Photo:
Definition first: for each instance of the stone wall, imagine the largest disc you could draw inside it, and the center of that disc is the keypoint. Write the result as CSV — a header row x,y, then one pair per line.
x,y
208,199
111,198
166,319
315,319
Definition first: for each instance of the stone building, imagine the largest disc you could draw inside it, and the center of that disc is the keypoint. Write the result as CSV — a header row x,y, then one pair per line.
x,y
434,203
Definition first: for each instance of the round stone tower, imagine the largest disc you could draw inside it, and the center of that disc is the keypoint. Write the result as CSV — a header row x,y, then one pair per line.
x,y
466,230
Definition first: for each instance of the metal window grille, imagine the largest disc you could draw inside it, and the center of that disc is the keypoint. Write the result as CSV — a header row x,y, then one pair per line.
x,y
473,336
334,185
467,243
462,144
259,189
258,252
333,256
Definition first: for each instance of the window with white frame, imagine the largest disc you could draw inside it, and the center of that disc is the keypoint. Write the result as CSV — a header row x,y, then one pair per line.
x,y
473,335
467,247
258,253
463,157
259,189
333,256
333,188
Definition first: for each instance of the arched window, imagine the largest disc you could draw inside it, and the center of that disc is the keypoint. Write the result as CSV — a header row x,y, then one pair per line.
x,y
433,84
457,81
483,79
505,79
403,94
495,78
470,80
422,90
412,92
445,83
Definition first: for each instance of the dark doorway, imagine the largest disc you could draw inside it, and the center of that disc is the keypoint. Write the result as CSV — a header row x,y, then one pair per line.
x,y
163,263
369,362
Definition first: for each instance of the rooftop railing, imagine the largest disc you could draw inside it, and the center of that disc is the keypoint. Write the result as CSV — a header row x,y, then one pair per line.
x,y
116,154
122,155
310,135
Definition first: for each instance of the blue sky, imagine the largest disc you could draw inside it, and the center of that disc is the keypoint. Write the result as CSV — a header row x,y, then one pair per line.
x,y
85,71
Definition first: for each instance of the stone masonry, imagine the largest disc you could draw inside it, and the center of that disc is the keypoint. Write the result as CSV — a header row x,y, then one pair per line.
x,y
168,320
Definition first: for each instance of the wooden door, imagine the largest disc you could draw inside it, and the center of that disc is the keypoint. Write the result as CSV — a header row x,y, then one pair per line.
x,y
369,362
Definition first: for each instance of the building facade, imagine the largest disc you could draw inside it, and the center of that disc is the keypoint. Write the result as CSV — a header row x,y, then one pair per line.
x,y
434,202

==================================================

Exercise — All records above must be set down exactly, please.

Answer for this exercise —
Photo:
Definition first: for each instance of the stone wall, imagine the largest disc you could draw inside it, and the center of that disc is the keypoint. Write the result as CSV — a header row x,y, then one pair per line.
x,y
208,199
111,198
166,319
315,319
Definition first: for each instance of the stone building, imagine the largest disc you could draw inside it, and the center of that disc is the keypoint. Write the result as CSV — a header row x,y, then one pair per line.
x,y
434,203
Definition first: for each instance of the round stone tower, imagine the largest disc you could draw inside it, and the center of that disc is the keypoint. Write the result as CSV — a header row x,y, then one pair per line.
x,y
466,230
Definition first: for each instance of the metal window grille, imagine the largest disc you could draw inside it, and the center of that disc is the keypoint. Write the result as CSV — a header row x,y, then one pair per line.
x,y
473,336
334,185
467,243
462,144
259,189
258,252
333,256
Definition first: for each instance of the window with white frame, imagine the largest disc you could draw inside it, and the center of that disc is the keypoint. Write the result as CSV — a header row x,y, then one pair per line.
x,y
473,335
467,247
258,253
463,157
259,189
333,256
333,188
Definition first: for each instance of the arched window, imagine the largest disc you could draw inside it, and the center of that disc is the keypoint. Write the result as CSV — a header row x,y, then one pair per line.
x,y
433,84
457,81
483,79
505,79
403,94
495,78
470,80
422,90
412,92
445,83
Definition first: for each instance of the dark doorway, imagine the largest disc you could draw inside it, and the center of that disc is the keypoint. Write the result as CSV — a header row x,y, then one pair per line.
x,y
163,263
369,362
Definition first: for each instance of the rooftop railing, imagine the largest disc you could draw inside it, and the center of that disc is the keypoint. Write the result as CSV — a header row x,y, then one pair per line.
x,y
116,154
122,155
310,135
Definition first: for each instance of the blue sky, imagine the largest disc you could draw inside it, and the center of that disc is the keypoint. Write the result as CSV — a header row x,y, then one pair per line.
x,y
85,71
Definition first: for each instance of the stone masonry, imagine the largest disc you could draw inside it, and the center of that disc is the keypoint. Write the result as CSV — a header row x,y, then one pair per line.
x,y
168,320
Definition first: for each instance of the wooden door, imagine the largest disc you could draw inside it, and the center of that disc is the keypoint. Write the result as CSV — a header row x,y, then one pair per line.
x,y
369,362
Definition first: for each instance of the building facade, imagine the largest disc you could draw inside it, and the center of that disc is the keypoint. Write the result as CSV — a header row x,y, then one pair per line.
x,y
434,202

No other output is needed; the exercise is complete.